Work to do ▸ Each entry here needs to be set down again exactly, please; pictures are left out.

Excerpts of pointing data
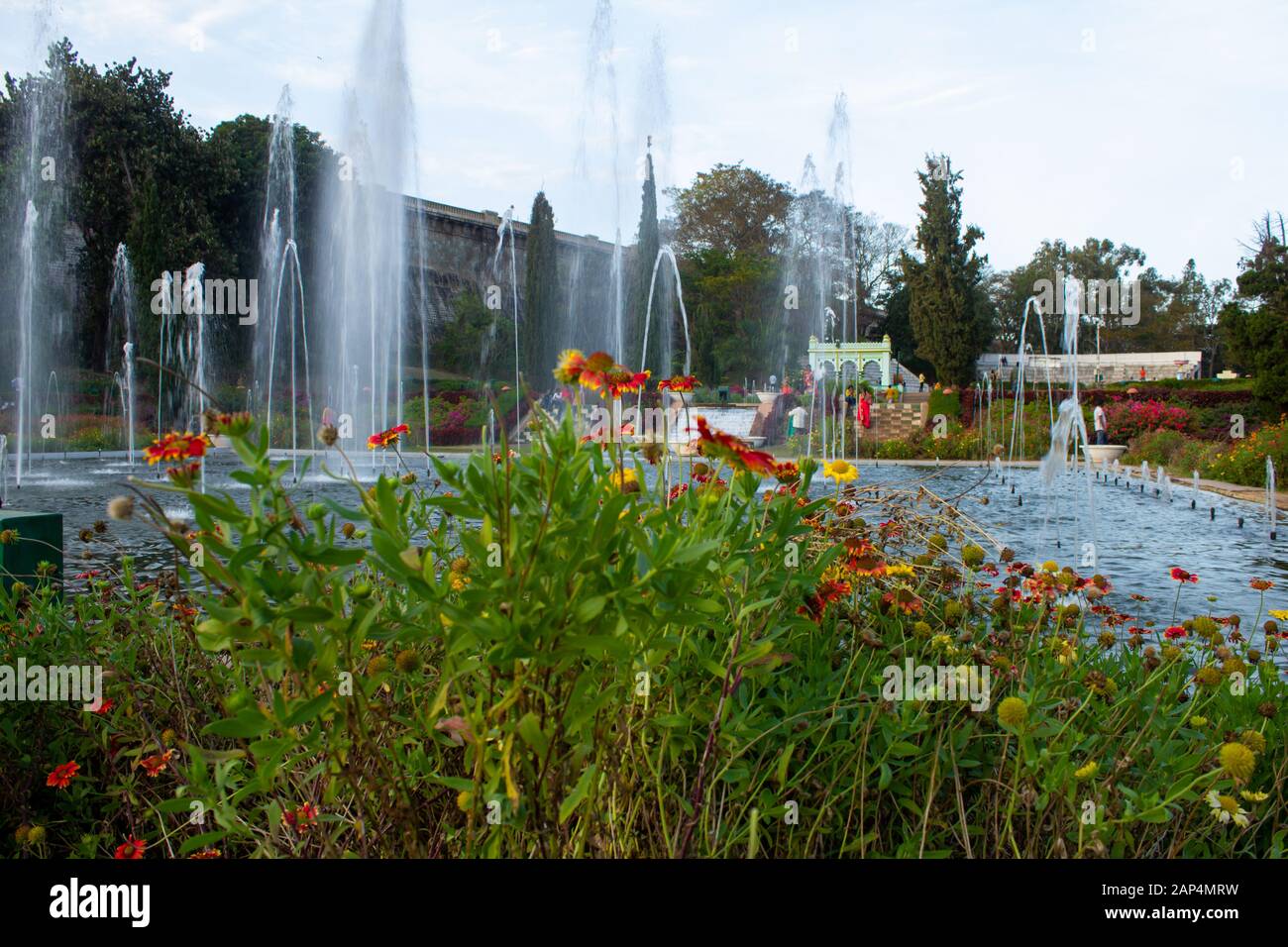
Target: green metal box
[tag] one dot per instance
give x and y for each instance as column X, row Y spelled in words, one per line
column 40, row 539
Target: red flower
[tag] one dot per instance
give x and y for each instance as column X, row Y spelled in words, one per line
column 827, row 592
column 741, row 457
column 623, row 381
column 571, row 365
column 386, row 438
column 593, row 369
column 62, row 775
column 678, row 382
column 156, row 763
column 175, row 446
column 132, row 849
column 301, row 818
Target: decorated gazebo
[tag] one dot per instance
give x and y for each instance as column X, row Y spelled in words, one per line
column 867, row 360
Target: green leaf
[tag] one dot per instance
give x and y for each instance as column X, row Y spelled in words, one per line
column 575, row 797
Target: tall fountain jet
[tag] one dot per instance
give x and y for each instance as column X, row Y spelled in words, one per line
column 283, row 329
column 596, row 167
column 365, row 300
column 121, row 304
column 34, row 219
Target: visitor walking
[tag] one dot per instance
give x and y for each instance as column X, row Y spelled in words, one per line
column 797, row 419
column 1100, row 421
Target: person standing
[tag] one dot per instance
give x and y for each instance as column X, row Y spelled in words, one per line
column 1100, row 421
column 797, row 419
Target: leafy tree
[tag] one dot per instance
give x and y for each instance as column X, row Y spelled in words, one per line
column 951, row 315
column 1256, row 325
column 476, row 342
column 730, row 209
column 733, row 300
column 642, row 273
column 541, row 295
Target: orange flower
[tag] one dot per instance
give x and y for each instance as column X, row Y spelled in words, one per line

Exercise response ▸
Target: green metal box
[tag] one dot per instance
give x and y for each instance as column X, row Y spelled in words, one per line
column 40, row 539
Target: red flower
[tag] one dot per instance
give x and y for each instance as column X, row Y spelled in words, one per line
column 827, row 592
column 741, row 457
column 623, row 381
column 571, row 365
column 386, row 438
column 593, row 369
column 62, row 775
column 678, row 382
column 156, row 763
column 175, row 446
column 132, row 849
column 301, row 818
Target: decorated gazebo
[tag] one dot per instance
give x and y for each instance as column X, row Y spelled in words, one per line
column 867, row 360
Target: green leaf
[tag] one dot per instance
give x and y for each instance as column X, row Y spelled in words, one per line
column 575, row 797
Target: tall fountain jet
[tag] one dot per instance
give x and y for each instance as column X, row Y spelled in words, one per line
column 283, row 329
column 596, row 167
column 365, row 300
column 121, row 304
column 34, row 219
Target: visitor walking
[tag] one dot per instance
give x and y for each instance as column X, row Y spelled in words, one per line
column 797, row 419
column 1100, row 421
Target: person standing
[tag] one dot per instance
give x and y for each instance as column X, row Y spelled in words, one per line
column 1100, row 421
column 797, row 419
Target: leafy tree
[tag] one dot per instance
give x and y for each instance as column X, row Y spelled in words, one per line
column 951, row 315
column 1256, row 325
column 476, row 342
column 730, row 209
column 733, row 300
column 642, row 273
column 541, row 295
Target: orange flower
[tag] one dot per instance
give x and y for each instance as column X, row Y spelled in words, one per line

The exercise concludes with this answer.